**EXERCISE:** Pull out each line in the records below that contains the word "white", copying every such line in full.

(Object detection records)
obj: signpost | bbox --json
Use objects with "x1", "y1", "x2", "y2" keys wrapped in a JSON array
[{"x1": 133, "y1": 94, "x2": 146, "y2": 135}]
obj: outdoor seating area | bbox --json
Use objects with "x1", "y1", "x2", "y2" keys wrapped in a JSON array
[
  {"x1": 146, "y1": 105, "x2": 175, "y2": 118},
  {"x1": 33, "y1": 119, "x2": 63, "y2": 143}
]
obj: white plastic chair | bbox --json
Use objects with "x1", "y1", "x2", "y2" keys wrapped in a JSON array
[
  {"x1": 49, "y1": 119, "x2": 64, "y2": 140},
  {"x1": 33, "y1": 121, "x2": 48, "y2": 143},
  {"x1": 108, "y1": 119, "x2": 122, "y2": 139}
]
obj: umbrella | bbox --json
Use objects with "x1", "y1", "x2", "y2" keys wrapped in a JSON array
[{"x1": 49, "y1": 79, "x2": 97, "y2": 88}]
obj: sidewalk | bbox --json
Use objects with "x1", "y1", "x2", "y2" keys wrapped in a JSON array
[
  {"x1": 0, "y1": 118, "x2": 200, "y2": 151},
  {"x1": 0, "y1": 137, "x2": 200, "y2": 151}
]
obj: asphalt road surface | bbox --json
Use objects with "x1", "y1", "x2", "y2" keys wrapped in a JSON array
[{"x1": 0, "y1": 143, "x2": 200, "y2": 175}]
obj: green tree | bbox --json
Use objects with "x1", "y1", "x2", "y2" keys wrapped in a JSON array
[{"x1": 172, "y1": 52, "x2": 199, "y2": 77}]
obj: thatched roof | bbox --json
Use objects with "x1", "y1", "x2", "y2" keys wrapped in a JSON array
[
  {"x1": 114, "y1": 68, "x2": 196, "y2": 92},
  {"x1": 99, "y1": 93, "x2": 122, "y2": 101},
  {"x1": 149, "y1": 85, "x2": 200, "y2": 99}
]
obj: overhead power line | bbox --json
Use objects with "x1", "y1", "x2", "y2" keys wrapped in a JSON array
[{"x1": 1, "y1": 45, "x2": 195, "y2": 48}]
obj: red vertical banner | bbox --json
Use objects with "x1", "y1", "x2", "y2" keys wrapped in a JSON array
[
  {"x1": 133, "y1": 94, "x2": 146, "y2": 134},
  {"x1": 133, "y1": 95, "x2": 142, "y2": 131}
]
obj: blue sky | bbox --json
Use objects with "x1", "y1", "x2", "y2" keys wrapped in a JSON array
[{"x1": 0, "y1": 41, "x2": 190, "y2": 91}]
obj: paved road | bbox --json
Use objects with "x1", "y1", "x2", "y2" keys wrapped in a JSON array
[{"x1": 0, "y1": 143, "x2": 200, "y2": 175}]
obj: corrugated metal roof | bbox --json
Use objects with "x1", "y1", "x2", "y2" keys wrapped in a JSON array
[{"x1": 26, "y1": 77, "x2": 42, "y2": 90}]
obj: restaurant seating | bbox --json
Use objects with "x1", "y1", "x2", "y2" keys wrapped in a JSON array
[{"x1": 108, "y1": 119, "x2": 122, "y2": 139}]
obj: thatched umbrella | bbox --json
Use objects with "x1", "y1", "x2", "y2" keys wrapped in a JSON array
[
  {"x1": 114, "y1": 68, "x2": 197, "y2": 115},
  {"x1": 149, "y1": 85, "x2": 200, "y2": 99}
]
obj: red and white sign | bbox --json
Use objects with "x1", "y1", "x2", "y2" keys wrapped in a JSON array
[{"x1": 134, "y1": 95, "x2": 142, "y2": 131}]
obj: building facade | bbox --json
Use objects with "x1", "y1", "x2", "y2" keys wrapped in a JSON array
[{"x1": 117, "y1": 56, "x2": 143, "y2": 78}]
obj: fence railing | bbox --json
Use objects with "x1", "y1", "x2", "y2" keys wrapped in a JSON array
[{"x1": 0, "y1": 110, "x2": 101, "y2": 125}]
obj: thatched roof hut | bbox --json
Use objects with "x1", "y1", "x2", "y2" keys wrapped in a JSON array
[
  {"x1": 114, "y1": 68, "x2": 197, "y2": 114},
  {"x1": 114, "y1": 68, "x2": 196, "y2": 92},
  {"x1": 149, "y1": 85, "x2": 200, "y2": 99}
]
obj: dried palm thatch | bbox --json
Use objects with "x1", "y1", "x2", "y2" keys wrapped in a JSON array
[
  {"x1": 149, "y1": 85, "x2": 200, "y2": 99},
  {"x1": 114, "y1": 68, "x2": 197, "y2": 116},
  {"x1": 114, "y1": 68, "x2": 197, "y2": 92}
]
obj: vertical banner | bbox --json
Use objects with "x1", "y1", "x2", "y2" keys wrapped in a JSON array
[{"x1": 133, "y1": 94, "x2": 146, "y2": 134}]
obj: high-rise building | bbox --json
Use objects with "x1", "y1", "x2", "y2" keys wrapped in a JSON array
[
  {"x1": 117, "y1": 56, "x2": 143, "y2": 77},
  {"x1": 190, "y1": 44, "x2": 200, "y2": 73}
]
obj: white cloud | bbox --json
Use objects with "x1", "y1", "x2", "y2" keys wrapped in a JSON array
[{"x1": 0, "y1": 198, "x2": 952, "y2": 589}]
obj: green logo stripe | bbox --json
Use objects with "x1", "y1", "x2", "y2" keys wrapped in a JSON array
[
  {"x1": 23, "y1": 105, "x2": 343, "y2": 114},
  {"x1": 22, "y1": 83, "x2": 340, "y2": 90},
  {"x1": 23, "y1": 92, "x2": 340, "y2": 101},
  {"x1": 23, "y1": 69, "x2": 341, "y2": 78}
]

**EXERCISE RESULT:**
obj: white plastic chair | bbox --json
obj: red and white sign | bbox --json
obj: white cloud | bbox --json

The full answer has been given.